• **WHAT TO WORK ON**
In full and exactly, reproduce the entries below, but omit the pictures.

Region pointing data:
________
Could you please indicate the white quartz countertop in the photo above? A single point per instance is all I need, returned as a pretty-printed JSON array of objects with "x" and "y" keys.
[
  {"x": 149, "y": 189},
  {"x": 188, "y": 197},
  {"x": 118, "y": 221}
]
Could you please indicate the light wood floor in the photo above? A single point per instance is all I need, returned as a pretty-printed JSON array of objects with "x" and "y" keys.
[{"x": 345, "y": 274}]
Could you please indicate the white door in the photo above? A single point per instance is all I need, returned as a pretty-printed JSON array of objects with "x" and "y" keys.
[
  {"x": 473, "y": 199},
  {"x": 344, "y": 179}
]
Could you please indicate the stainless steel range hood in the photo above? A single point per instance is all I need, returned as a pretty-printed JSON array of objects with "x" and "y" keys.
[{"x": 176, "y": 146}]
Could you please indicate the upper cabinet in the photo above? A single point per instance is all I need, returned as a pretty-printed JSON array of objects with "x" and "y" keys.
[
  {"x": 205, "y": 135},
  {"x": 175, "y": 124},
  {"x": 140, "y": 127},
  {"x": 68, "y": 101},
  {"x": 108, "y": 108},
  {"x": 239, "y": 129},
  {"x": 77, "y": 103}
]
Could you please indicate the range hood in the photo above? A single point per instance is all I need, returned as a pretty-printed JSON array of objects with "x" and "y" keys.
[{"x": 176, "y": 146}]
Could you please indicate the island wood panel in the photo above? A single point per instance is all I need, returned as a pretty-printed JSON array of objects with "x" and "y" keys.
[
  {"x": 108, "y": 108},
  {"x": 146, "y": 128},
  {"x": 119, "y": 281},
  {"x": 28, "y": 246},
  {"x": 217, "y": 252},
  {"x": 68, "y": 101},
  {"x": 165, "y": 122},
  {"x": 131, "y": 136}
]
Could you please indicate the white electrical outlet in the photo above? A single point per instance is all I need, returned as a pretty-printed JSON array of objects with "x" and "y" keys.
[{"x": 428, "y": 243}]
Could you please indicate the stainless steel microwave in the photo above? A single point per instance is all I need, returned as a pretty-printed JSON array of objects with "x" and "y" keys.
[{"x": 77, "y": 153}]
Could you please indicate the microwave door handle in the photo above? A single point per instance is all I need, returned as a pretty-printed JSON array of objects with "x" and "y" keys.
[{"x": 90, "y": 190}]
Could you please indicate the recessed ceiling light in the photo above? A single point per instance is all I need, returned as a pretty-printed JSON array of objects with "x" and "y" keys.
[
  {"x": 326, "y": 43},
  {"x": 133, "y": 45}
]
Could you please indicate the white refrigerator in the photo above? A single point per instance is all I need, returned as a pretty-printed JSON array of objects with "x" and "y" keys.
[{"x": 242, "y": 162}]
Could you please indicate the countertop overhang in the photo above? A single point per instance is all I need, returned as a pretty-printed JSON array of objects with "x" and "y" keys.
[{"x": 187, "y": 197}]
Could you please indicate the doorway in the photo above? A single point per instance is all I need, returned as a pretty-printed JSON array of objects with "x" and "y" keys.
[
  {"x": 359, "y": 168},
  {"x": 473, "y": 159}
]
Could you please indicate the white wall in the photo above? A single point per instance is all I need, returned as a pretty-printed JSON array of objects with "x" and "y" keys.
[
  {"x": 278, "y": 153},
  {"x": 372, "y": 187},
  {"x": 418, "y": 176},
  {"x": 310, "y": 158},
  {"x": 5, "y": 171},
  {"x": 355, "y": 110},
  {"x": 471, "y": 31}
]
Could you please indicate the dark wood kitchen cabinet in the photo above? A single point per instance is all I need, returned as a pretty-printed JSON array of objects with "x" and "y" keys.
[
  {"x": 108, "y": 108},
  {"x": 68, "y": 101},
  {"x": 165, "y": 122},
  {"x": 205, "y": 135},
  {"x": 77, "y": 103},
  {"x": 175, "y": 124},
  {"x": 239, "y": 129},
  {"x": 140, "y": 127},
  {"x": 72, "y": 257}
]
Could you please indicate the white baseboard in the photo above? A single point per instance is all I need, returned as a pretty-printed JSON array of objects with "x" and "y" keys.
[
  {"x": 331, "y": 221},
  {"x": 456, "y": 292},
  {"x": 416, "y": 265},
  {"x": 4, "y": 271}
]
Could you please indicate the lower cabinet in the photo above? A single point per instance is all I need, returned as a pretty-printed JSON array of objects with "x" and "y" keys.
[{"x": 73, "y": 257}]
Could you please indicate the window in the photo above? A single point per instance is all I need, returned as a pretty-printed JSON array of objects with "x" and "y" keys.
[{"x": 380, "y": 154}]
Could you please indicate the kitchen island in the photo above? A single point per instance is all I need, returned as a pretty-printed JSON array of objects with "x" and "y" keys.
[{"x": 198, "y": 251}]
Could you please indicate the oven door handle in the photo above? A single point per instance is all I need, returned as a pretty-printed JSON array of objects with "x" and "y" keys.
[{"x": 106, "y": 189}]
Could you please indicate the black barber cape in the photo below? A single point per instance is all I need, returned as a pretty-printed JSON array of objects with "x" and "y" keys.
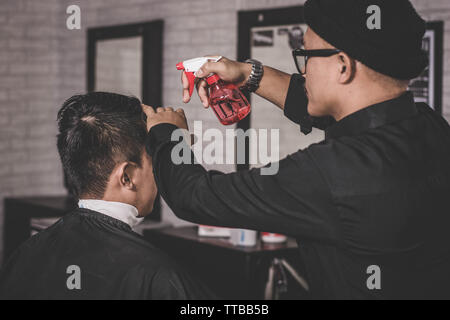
________
• **EXERCISE RESPONSE**
Could you please indicate the white quartz countertop in the photo above? A single point per instance is all I need, returned as a pretty-printed JSON array of objects with "x" and "y" keys.
[
  {"x": 149, "y": 189},
  {"x": 188, "y": 197},
  {"x": 118, "y": 221}
]
Could you please indicate the light wood floor in the photo above? A single point per instance is all I need, returned as a pretty-printed JSON array of objects with "x" and "y" keys.
[{"x": 345, "y": 274}]
Could you please indicate the white door in the photo above? A single point per instance is all I need, returned as a pretty-printed JSON array of objects with "x" and "y" keys.
[
  {"x": 473, "y": 199},
  {"x": 344, "y": 179}
]
Could you please indicate the stainless steel range hood in the photo above? A single point per instance is all I need, returned as a pretty-printed JSON array of objects with "x" and "y" keys.
[{"x": 176, "y": 146}]
Could you please indicate the upper cabinet in the photo above? A single point per instance is all I need, returned as a pretty-printed JSON array of objects with "x" and "y" keys.
[
  {"x": 205, "y": 135},
  {"x": 175, "y": 124},
  {"x": 140, "y": 127},
  {"x": 68, "y": 101},
  {"x": 108, "y": 108},
  {"x": 239, "y": 129},
  {"x": 77, "y": 103}
]
Could you please indicate the range hood in the photo above? A single point per instance is all I need, returned as a pretty-printed JSON array of objects with "x" and "y" keys.
[{"x": 176, "y": 146}]
Could you please indicate the island wood panel in the photo above? A single point per instance is all I need, returned as a pretty-printed JSON array of objects with "x" and "y" keys.
[
  {"x": 108, "y": 108},
  {"x": 146, "y": 128},
  {"x": 119, "y": 281},
  {"x": 28, "y": 246},
  {"x": 217, "y": 252},
  {"x": 68, "y": 101},
  {"x": 165, "y": 122},
  {"x": 131, "y": 136}
]
Could you please indicate the white electrical outlet in the photo above? A single point per instance is all I need, returned as a pretty-printed JSON array of objects with "x" and "y" keys.
[{"x": 428, "y": 243}]
Could you please indicate the stainless steel microwave in the photo above? A single point per instance is all I need, returned as a pretty-printed JSON array of objects with "x" and "y" keys.
[{"x": 77, "y": 153}]
Could you please indicate the microwave door handle in the photo above? A single point per instance is all I need, returned as a pretty-printed JSON array of objects with "x" and "y" keys.
[{"x": 90, "y": 190}]
Could you please indicate the recessed ceiling light in the photo above? A single point per instance is all I need, returned as a pretty-printed JSON array of objects with "x" and "y" keys.
[
  {"x": 326, "y": 43},
  {"x": 133, "y": 45}
]
Could you please indicate the white refrigerator in the photo above? A single point per instance is all I need, returned as a pretty-printed JSON array of objects with "x" and "y" keys.
[{"x": 242, "y": 162}]
Could you please indicate the countertop overhang in the photo above? A single point per instance is all I need, returned as a pretty-printed JSON array of objects with "x" and "y" keys.
[{"x": 187, "y": 197}]
Could you please indicate the doorway in the photo above? A single point per instance is all I need, returned as a pretty-printed JSON array of objects with "x" and "y" keys.
[
  {"x": 359, "y": 168},
  {"x": 473, "y": 159}
]
Could you please indicate the white wall in the photo above? A single point per instance is all I need, returned as a pretty-printed JSON array of objects with "x" and "y" keys.
[
  {"x": 278, "y": 153},
  {"x": 372, "y": 187},
  {"x": 418, "y": 176},
  {"x": 310, "y": 158},
  {"x": 5, "y": 171},
  {"x": 355, "y": 110},
  {"x": 471, "y": 31}
]
Could you please indicate the dark wood kitchen cabinet in the photo above? A single point per instance is all I need, returned as a pretty-printed JSON array of objects with "x" and "y" keys.
[
  {"x": 108, "y": 108},
  {"x": 68, "y": 101},
  {"x": 165, "y": 122},
  {"x": 205, "y": 135},
  {"x": 77, "y": 103},
  {"x": 175, "y": 124},
  {"x": 239, "y": 129},
  {"x": 140, "y": 127},
  {"x": 72, "y": 257}
]
Could you please indicate the white baseboard in the photo above? A single point per instance is all I need, returned as a pretty-printed JSON array of objects with "x" and "y" keys.
[
  {"x": 331, "y": 221},
  {"x": 456, "y": 292},
  {"x": 416, "y": 265},
  {"x": 4, "y": 271}
]
Could you please indicate the lower cabinet in the photo above? A single point per instance is all I need, returned as a pretty-printed JSON array of objects with "x" and "y" keys.
[{"x": 73, "y": 257}]
Could you please indicate the window in the photo above? A single point per instance is all I need, returned as a pretty-printed JSON array of objects with "x" and "y" keys.
[{"x": 380, "y": 154}]
Could you please indicate the kitchen island in the photo above? A single point per instance is all I need, returned as a pretty-printed JSON array of objects with "x" and "y" keys.
[{"x": 198, "y": 251}]
Could you please indicate the oven door handle in the photo above? A single point per instance is all I need, returned as a pretty-printed JSON array of objects with "x" and "y" keys.
[{"x": 106, "y": 189}]
Could you please indicate the black barber cape in the photo below? A single point per instance is all I need, returned as a pretty-printed JSON array of objects with "x" and "y" keys.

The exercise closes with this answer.